STORED ROWS:

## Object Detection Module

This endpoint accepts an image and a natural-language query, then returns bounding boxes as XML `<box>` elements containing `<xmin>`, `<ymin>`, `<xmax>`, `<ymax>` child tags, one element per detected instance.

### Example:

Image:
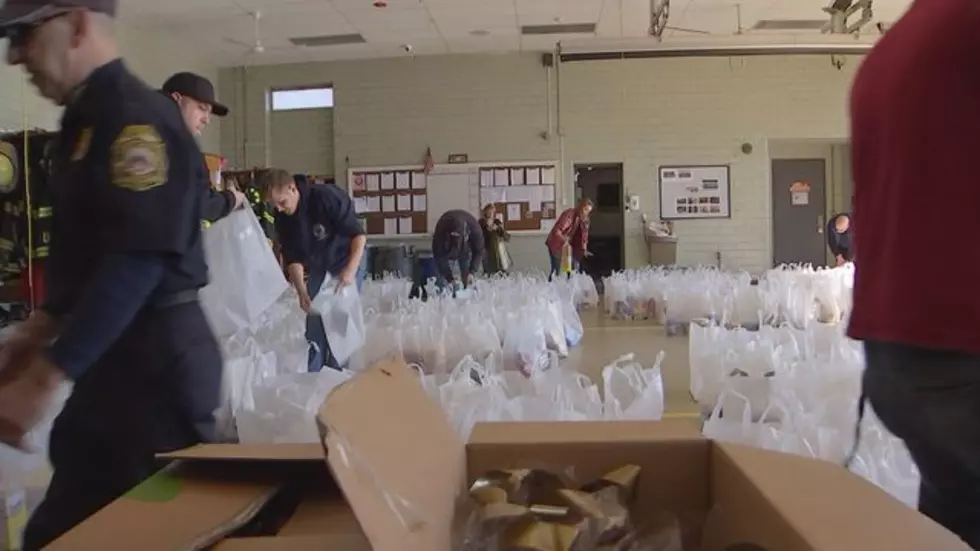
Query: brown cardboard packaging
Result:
<box><xmin>49</xmin><ymin>361</ymin><xmax>969</xmax><ymax>551</ymax></box>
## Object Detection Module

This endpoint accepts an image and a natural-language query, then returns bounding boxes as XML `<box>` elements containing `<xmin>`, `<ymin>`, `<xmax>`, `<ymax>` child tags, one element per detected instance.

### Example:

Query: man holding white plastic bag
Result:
<box><xmin>261</xmin><ymin>169</ymin><xmax>367</xmax><ymax>371</ymax></box>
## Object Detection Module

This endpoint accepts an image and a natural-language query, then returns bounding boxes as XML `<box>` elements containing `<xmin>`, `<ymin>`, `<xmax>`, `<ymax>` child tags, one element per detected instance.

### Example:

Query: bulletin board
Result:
<box><xmin>479</xmin><ymin>163</ymin><xmax>558</xmax><ymax>232</ymax></box>
<box><xmin>348</xmin><ymin>167</ymin><xmax>429</xmax><ymax>236</ymax></box>
<box><xmin>347</xmin><ymin>161</ymin><xmax>560</xmax><ymax>237</ymax></box>
<box><xmin>657</xmin><ymin>165</ymin><xmax>732</xmax><ymax>220</ymax></box>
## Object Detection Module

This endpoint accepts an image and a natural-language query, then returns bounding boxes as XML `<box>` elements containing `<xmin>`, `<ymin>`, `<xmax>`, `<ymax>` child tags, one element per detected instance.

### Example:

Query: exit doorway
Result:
<box><xmin>772</xmin><ymin>159</ymin><xmax>827</xmax><ymax>266</ymax></box>
<box><xmin>575</xmin><ymin>163</ymin><xmax>626</xmax><ymax>278</ymax></box>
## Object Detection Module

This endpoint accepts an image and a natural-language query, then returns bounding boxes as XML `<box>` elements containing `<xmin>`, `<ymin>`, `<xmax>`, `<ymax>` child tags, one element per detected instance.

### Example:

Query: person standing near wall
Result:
<box><xmin>160</xmin><ymin>72</ymin><xmax>245</xmax><ymax>222</ymax></box>
<box><xmin>848</xmin><ymin>0</ymin><xmax>980</xmax><ymax>550</ymax></box>
<box><xmin>827</xmin><ymin>213</ymin><xmax>854</xmax><ymax>266</ymax></box>
<box><xmin>545</xmin><ymin>199</ymin><xmax>594</xmax><ymax>279</ymax></box>
<box><xmin>259</xmin><ymin>168</ymin><xmax>367</xmax><ymax>371</ymax></box>
<box><xmin>480</xmin><ymin>203</ymin><xmax>511</xmax><ymax>274</ymax></box>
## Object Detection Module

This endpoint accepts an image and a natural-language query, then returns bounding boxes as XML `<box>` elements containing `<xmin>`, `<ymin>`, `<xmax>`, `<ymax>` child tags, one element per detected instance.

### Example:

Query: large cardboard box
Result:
<box><xmin>51</xmin><ymin>361</ymin><xmax>969</xmax><ymax>551</ymax></box>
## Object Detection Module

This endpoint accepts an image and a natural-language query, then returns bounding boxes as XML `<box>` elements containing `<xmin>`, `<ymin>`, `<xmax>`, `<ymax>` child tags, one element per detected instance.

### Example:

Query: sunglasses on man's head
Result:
<box><xmin>7</xmin><ymin>10</ymin><xmax>71</xmax><ymax>48</ymax></box>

REQUIREMENTS:
From the material, filter out and reproduce every line that contains the word "cardboard".

OUTPUT OF THE TASK:
Query: brown cardboard packaging
Query: large cardboard box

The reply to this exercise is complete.